Fragmento citado:
Por otro lado, nuestros partidos políticos vienen agonizando desde 1979. Si uno observa la evolución de la votación que partidos históricos como el APRA, Acción Popular o el PPC registran, da lástima. Hoy, por primera vez, el PPC no está en el Congreso. El APRA se debe a sus cuatro o cinco líderes y sus redes de contactos, al igual que Acción Popular, que parece se sostiene sobre las espaldas de “Vitocho” García Belaúnde. Fuerza Popular es una masa informe sin norte ni doctrina y con sus principales líderes bajo la sombra de la sospecha, y partidos de media tabla como Solidaridad Nacional, entre otros, tienden a reducirse también a su mínima expresión. Todos nacieron gracias un gran caudillo. Hoy sobreviven gracias a caudillos más pequeños. Tienen poder aún, pero es un poder de plástico: dentro de poco no estará en el mercado.
Finalmente, la corrupción en el Estado, antigua y harto conocida, hoy es más visible gracias a la tecnología, la prensa y las redes sociales (en ese orden). Y una nueva generación de actores sociales o empresariales más jóvenes no la toleramos. No la toleramos porque ahora sí podemos preocuparnos de la Política (con P mayúscula); porque gozamos de una estabilidad económica que nuestros padres nos dieron (peruanos que en la década de los setenta y ochenta tuvieron que romperse el lomo para sobrevivir sin tener la posibilidad de distraerse con discusiones burguesas sobre política o “trending topics”), y porque tenemos más información y más oportunidades de hacer que nuestra voz se escuche.

[Etiquetas de puntos de objetos]
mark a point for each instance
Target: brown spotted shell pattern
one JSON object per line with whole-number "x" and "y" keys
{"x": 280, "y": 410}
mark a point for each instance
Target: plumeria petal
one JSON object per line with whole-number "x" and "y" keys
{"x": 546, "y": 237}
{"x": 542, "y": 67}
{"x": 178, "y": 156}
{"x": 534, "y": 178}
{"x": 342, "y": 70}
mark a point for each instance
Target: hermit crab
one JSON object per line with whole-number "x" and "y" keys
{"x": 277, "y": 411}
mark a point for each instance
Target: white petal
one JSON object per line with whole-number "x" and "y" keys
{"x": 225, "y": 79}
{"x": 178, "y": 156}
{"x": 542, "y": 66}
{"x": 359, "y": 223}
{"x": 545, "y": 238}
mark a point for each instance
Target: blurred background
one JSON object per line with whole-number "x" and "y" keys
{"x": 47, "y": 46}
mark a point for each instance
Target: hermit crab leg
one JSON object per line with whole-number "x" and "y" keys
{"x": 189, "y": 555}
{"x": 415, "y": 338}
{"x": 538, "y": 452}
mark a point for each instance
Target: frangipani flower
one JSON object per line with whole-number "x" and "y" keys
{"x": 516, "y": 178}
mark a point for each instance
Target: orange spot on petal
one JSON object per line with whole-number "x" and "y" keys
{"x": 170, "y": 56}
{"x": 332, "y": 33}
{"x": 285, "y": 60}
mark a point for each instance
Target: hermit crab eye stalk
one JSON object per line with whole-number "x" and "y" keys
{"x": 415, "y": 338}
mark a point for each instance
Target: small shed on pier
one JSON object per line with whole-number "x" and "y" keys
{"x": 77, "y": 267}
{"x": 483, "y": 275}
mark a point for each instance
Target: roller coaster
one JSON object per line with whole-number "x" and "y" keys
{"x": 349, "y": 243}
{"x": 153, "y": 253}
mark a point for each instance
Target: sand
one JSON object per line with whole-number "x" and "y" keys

Objetivo del ejercicio:
Transcribe de forma literal el fragmento sobre la política peruana desde "Por otro lado, nuestros" hasta "en el mercado.". Los ítems constituyen un material aparte e independiente.

Respuesta del ejercicio:
Por otro lado, nuestros partidos políticos vienen agonizando desde 1979. Si uno observa la evolución de la votación que partidos históricos como el APRA, Acción Popular o el PPC registran, da lástima. Hoy, por primera vez, el PPC no está en el Congreso. El APRA se debe a sus cuatro o cinco líderes y sus redes de contactos, al igual que Acción Popular, que parece se sostiene sobre las espaldas de “Vitocho” García Belaúnde. Fuerza Popular es una masa informe sin norte ni doctrina y con sus principales líderes bajo la sombra de la sospecha, y partidos de media tabla como Solidaridad Nacional, entre otros, tienden a reducirse también a su mínima expresión. Todos nacieron gracias un gran caudillo. Hoy sobreviven gracias a caudillos más pequeños. Tienen poder aún, pero es un poder de plástico: dentro de poco no estará en el mercado.